====== Input material

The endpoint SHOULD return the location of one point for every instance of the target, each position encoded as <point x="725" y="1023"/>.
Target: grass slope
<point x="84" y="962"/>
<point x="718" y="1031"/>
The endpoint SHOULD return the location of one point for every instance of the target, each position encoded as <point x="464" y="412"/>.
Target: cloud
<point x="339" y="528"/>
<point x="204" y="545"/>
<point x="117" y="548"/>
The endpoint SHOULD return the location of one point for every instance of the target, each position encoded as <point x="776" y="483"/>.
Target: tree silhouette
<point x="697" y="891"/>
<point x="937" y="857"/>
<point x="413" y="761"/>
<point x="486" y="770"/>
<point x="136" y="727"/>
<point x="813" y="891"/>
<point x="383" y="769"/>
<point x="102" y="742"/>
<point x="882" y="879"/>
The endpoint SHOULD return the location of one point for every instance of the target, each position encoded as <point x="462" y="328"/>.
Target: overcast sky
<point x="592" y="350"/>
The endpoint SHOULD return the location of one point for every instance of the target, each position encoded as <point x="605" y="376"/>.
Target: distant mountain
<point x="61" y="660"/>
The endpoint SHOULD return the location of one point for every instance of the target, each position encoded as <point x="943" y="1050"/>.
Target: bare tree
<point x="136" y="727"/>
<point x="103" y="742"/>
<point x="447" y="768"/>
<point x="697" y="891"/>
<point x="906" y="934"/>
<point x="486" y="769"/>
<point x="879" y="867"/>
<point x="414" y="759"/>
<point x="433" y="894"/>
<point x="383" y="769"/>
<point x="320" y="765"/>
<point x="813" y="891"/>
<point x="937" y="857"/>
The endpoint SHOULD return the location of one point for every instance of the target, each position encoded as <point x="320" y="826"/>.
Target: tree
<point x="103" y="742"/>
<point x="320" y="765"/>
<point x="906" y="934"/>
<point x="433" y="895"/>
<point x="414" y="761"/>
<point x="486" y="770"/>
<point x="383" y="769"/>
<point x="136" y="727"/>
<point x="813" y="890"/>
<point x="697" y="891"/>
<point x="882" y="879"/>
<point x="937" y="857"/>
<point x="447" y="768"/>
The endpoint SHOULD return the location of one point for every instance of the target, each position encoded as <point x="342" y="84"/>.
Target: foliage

============

Go through the records and set every one down exactly.

The endpoint SHOULD return the location of one point for every instance of the target, each position encoded as <point x="725" y="1023"/>.
Target: grass slope
<point x="84" y="962"/>
<point x="718" y="1031"/>
The endpoint SHOULD return the location of one point for every instance of the target, each position encoded as <point x="464" y="412"/>.
Target: cloud
<point x="339" y="528"/>
<point x="204" y="545"/>
<point x="117" y="548"/>
The endpoint SHOULD return the location of one point for every instance of the target, each position encoded as <point x="776" y="483"/>.
Target: tree silhouette
<point x="697" y="891"/>
<point x="937" y="857"/>
<point x="413" y="761"/>
<point x="486" y="770"/>
<point x="136" y="727"/>
<point x="813" y="891"/>
<point x="383" y="769"/>
<point x="102" y="742"/>
<point x="882" y="879"/>
The endpoint SHOULD return the location of one point for every instance of the target, each position encoded as <point x="462" y="328"/>.
Target: overcast sky
<point x="592" y="350"/>
The endpoint SHOULD return the location of one point for every instance of the target, each position encoded as <point x="605" y="376"/>.
Target: distant mountain
<point x="61" y="660"/>
The endpoint SHOULD return the location of one point for every instance of the target, each position encoded as <point x="943" y="1050"/>.
Target: bare tree
<point x="136" y="727"/>
<point x="103" y="742"/>
<point x="447" y="768"/>
<point x="697" y="891"/>
<point x="906" y="934"/>
<point x="486" y="769"/>
<point x="879" y="867"/>
<point x="414" y="759"/>
<point x="433" y="894"/>
<point x="383" y="769"/>
<point x="320" y="765"/>
<point x="813" y="891"/>
<point x="937" y="857"/>
The endpoint SHOULD return the location of one point for every instance of the target, each position encoded as <point x="320" y="826"/>.
Target: tree
<point x="103" y="742"/>
<point x="320" y="765"/>
<point x="906" y="934"/>
<point x="433" y="895"/>
<point x="414" y="761"/>
<point x="486" y="770"/>
<point x="383" y="769"/>
<point x="136" y="727"/>
<point x="813" y="890"/>
<point x="697" y="891"/>
<point x="882" y="879"/>
<point x="937" y="857"/>
<point x="447" y="768"/>
The endpoint SHOULD return the location of one point for every instance of the target, each position encoded as <point x="342" y="84"/>.
Target: foliage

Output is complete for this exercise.